> [TRECHO SELECIONADO]
• • • • •
Tsipras quis dar uma prova do seu "europeísmo", talvez grato
pelo que a UE tem feito contra o povo grego. Macron foi considerado um
democrata e M le P uma protofascista.
Na sua intervenção inicial exibiu o requentado catálogo
das promessas e habituais boas intenções sem conteúdos
concretos exceto os que são desde logo negados pela
manutenção da ordem oligárquica existente e a
participação ativa nos objetivos imperialistas.
Vagas declarações quanto a reformas, a habitual melodia
encantatória com que se procura seduzir e desmobilizar as massas
trabalhadoras, são acompanhada de ameaças. Veja-se por exemplo, a
propósito do Brexit,
Hollande, dizendo que o Reino Unido "não pode ficar numa
situação mais favorável fora da UE do que dentro".
Espantoso em termos democráticos? Claro que não quando nos
referimos à UE.
Diz Macron que entre as suas prioridades está "liberalizar o
trabalho", ou seja, a agenda neoliberal de supressão de direitos
laborais. Passado o período eleitoral, fortalecido pela
votação obtida, à custa de certa esquerda, apoiantes e
comentadores mobilizam-se contra os sindicatos franceses,
"irreformáveis".
O que Macron pretende é mais liberalismo, mais
precarização da força de trabalho, mais
globalização neoliberal e federalismo europeu gerido na
concertação entre Berlim e Paris. Os
"europeístas" vendem este objetivo ao nível das
crenças religiosas, à margem de qualquer análise.
Macron representa as classes que defendem a manutenção das
estruturas capitalistas implantadas na UE, mesmo que admitam a necessidade de
"reformas", a habitual cosmética para imporem a sua agenda:
concentração de poder, decisões tomadas por burocracias
que se assumem como elites. Decisões que resultam da
concertação entre as várias forças do grande
capital. Governos que se limitam a controlar o aparelho estatal, sob a
vigilância de autoridades burocráticas, recebendo da oligarquia
orientações diretas (por ex. Bidelberg) ou indiretas
("entidades independentes", analistas e comentadores dos media).
4 O Projeto Marine le Pen
M le P levou a FN para o centro do espectro político, aproximando-se das
teses gaulistas. Afastou-se da origem pró-fascista da FN conduzida pelo
pai e procura captar não só o chamado centro político,
como o proletariado, e a pequena burguesia das MPME. Sob o ponto de vista
económico defende um "estado estratega" na base do
keynesianismo.
M le P pretende que o seu projeto não é de esquerda nem de
direita, é dos "patriotas". Esta tese é assim um
projeto de conciliação e classes, que radica na visão que
De Gaulle sempre teve da sociedade, com o seu "capitalismo popular"
;.
• • • • •
> [LISTA DE REGISTOS]
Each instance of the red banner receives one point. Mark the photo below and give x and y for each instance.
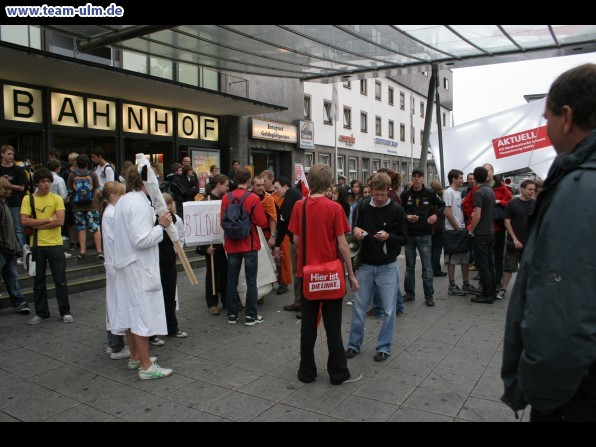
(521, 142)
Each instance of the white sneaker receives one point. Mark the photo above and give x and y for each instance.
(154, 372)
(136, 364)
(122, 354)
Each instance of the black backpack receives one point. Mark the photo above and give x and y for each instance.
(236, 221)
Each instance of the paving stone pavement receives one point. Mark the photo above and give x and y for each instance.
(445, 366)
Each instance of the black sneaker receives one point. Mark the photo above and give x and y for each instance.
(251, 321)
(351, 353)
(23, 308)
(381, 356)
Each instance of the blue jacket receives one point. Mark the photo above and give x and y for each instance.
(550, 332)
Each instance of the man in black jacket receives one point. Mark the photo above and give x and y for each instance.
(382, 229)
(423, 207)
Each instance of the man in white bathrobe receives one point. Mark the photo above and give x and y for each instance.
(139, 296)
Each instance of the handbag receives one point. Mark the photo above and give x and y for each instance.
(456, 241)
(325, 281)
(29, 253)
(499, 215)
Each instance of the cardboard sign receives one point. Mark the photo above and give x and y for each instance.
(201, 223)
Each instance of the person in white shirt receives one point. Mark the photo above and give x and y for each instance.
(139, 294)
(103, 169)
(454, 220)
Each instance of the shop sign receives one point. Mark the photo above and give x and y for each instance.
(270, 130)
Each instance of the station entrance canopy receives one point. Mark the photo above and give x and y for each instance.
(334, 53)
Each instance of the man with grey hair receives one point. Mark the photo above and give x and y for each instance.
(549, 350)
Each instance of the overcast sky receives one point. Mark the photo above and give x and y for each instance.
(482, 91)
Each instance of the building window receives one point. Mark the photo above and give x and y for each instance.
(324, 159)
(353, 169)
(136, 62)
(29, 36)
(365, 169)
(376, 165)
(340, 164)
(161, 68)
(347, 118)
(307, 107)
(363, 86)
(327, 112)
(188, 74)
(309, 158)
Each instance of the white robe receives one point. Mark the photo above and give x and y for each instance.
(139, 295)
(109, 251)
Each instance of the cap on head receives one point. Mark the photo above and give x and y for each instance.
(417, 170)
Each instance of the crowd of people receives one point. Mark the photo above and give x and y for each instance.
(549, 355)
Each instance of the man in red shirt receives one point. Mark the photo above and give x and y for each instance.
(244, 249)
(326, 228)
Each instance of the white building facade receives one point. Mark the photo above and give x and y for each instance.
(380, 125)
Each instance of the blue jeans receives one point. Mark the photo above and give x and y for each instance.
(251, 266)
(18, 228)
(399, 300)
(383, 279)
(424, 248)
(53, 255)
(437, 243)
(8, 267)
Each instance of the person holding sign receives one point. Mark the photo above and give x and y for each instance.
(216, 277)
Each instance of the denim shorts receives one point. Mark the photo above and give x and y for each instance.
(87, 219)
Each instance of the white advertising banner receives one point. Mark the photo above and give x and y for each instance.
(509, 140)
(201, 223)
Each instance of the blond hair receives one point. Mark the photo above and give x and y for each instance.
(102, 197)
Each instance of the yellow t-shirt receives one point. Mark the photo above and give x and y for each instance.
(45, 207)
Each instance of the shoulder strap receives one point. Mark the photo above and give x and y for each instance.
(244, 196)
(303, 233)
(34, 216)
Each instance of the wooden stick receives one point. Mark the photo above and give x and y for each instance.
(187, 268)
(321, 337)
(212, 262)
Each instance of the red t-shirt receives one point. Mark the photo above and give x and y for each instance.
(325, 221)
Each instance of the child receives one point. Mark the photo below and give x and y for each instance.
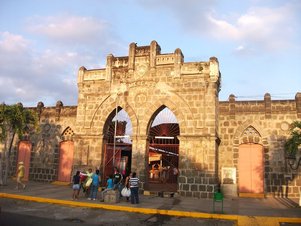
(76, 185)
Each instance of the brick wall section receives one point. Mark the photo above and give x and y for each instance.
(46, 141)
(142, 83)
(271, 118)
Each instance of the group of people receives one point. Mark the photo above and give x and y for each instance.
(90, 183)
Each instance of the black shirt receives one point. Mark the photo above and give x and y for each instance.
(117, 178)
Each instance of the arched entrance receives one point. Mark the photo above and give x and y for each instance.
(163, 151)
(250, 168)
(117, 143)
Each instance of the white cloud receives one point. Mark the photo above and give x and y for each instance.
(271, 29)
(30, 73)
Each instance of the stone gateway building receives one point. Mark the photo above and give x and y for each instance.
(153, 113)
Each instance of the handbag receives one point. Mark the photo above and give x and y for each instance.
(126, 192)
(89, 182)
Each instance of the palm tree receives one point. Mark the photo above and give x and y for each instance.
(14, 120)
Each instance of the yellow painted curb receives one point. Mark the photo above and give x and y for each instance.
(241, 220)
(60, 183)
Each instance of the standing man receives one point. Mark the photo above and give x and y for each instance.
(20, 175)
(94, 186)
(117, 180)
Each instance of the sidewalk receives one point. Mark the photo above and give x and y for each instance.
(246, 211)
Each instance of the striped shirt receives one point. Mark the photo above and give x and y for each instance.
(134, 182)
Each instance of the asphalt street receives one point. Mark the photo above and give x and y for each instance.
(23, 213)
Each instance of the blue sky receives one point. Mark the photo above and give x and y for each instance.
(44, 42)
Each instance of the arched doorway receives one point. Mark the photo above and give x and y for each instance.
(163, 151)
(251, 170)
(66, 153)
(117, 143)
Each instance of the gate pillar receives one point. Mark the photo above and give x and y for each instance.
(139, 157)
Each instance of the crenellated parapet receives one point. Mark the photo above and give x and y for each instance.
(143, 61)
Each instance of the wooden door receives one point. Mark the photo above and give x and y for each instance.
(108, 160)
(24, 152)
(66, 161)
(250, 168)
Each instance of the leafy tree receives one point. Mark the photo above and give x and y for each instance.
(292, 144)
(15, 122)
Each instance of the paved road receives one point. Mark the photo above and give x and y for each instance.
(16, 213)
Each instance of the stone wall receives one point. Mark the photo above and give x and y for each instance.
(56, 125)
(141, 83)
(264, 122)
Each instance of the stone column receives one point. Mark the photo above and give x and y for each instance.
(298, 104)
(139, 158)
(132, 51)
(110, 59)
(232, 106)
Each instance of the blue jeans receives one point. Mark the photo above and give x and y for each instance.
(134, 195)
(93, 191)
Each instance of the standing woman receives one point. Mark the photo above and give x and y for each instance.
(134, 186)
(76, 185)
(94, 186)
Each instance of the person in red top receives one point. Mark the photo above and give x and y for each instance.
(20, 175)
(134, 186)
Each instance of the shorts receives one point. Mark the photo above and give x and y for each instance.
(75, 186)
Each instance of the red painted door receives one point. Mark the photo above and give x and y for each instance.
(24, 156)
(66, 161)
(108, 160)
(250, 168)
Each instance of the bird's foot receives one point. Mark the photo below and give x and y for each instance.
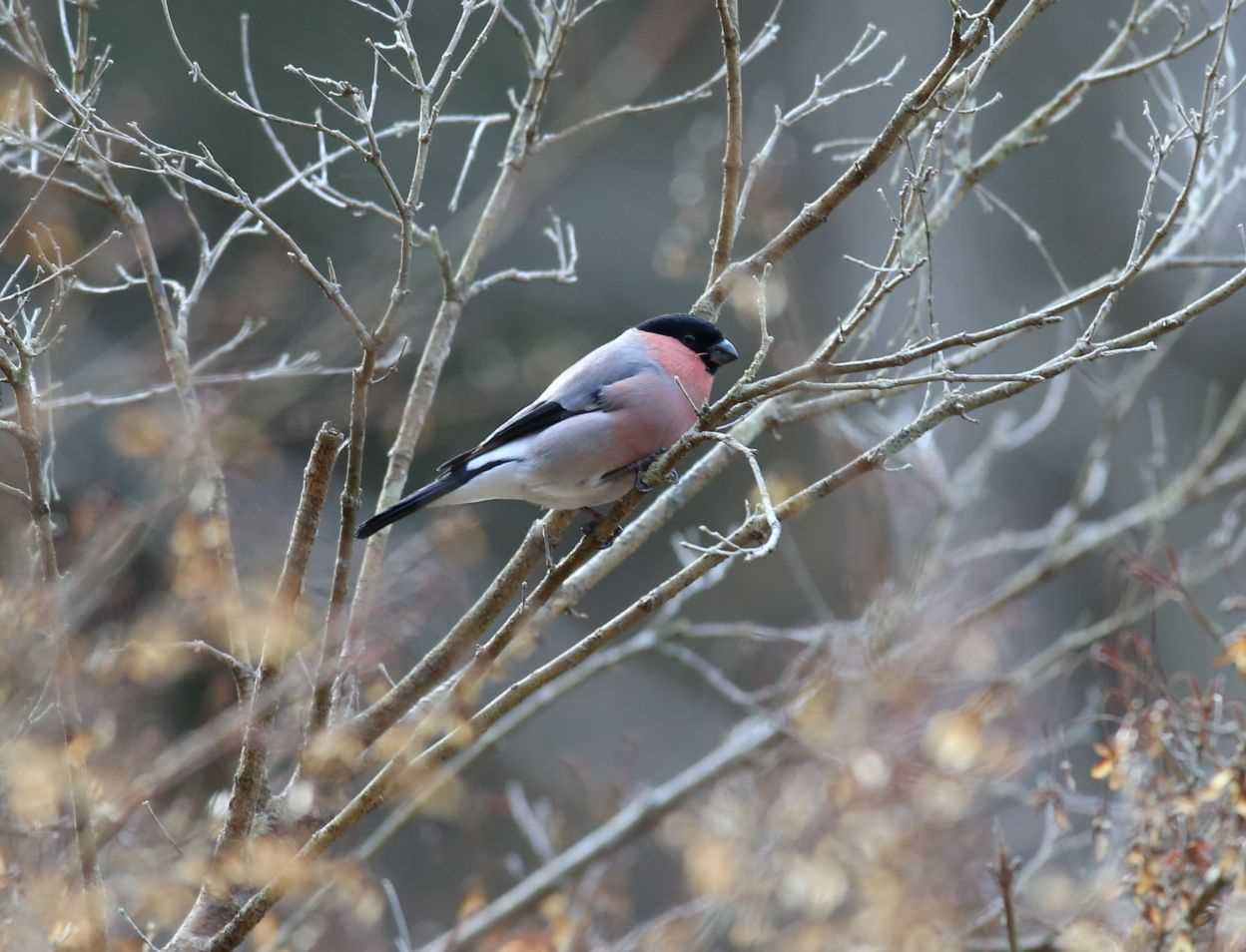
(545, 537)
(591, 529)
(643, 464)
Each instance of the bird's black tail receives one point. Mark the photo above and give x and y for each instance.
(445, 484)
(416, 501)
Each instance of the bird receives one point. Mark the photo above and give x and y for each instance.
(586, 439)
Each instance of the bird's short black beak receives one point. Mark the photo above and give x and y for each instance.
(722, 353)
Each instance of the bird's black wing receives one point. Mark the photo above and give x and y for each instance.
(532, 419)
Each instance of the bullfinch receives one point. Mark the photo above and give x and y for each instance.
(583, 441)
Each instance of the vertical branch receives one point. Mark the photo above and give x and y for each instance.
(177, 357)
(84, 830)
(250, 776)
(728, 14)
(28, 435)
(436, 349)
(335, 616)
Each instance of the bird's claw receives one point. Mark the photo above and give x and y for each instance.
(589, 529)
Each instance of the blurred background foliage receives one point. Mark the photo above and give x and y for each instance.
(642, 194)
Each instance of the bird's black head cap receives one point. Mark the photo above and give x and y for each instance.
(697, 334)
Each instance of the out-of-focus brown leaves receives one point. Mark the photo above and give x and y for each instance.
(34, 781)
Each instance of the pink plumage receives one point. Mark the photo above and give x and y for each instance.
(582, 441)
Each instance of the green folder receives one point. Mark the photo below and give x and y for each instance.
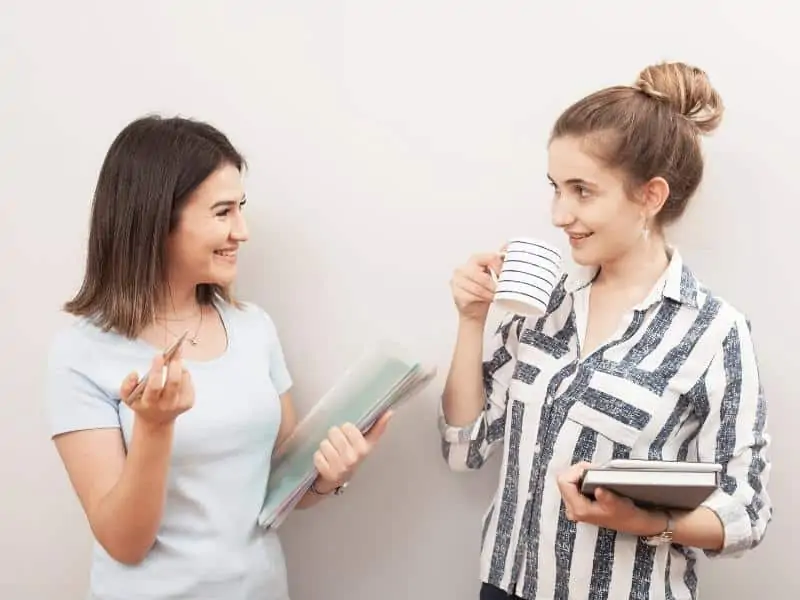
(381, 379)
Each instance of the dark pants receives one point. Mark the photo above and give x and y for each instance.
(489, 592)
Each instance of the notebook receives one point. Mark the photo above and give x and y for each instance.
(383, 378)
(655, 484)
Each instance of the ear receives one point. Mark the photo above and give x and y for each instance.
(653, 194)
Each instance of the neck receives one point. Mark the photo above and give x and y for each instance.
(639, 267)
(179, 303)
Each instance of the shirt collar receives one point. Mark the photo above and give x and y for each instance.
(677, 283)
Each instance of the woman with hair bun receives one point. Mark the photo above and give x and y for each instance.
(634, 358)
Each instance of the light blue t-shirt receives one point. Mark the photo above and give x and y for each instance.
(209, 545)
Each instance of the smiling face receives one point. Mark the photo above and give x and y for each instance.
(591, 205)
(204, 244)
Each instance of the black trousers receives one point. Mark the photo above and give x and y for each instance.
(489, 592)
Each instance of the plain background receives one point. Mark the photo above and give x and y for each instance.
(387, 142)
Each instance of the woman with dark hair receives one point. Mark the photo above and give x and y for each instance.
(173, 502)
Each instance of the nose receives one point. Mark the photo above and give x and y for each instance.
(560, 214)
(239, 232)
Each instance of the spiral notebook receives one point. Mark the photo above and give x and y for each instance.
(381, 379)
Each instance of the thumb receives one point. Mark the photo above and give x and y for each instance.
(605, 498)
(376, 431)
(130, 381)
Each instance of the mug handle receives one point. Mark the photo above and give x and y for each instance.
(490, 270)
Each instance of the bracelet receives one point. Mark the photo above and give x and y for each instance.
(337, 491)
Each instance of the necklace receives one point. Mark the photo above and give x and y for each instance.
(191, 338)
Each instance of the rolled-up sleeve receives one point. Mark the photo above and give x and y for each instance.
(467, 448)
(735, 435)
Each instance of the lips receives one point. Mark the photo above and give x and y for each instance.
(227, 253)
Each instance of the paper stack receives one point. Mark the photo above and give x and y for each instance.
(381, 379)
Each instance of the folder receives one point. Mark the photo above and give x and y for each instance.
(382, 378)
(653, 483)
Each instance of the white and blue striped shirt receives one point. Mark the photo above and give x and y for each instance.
• • • • •
> [PROBLEMAS A RESOLVER]
**1.** Resume em duas frases o trecho sobre Macron e Marine le Pen.
**2.** Reescala o trecho dos registos desde a linha que contém "Each instance of the folder" até ao fim dos registos, com ambas as extremidades incluídas. Reproduz todas essas linhas, pedidos incluídos, multiplicando por 2,55 cada coordenada das respostas e arredondando ao inteiro mais próximo, com as metades para cima.

> [RESPOSTAS POR TAREFA]
**1.** O trecho acusa Macron de querer mais liberalismo, precarização da força de trabalho, globalização neoliberal e federalismo europeu, representando as classes que defendem a manutenção das estruturas capitalistas implantadas na UE. Diz ainda que Marine le Pen levou a FN para o centro do espectro político, afastando-se da sua origem pró-fascista, e que defende um "estado estratega" de base keynesiana, num projeto de conciliação de classes.

**2.**
Each instance of the folder receives one point. Mark the photo above and give x and y for each instance.
(974, 964)
(1665, 1232)
Each instance of the white and blue striped shirt receives one point. Mark the photo above and give x and y for each instance.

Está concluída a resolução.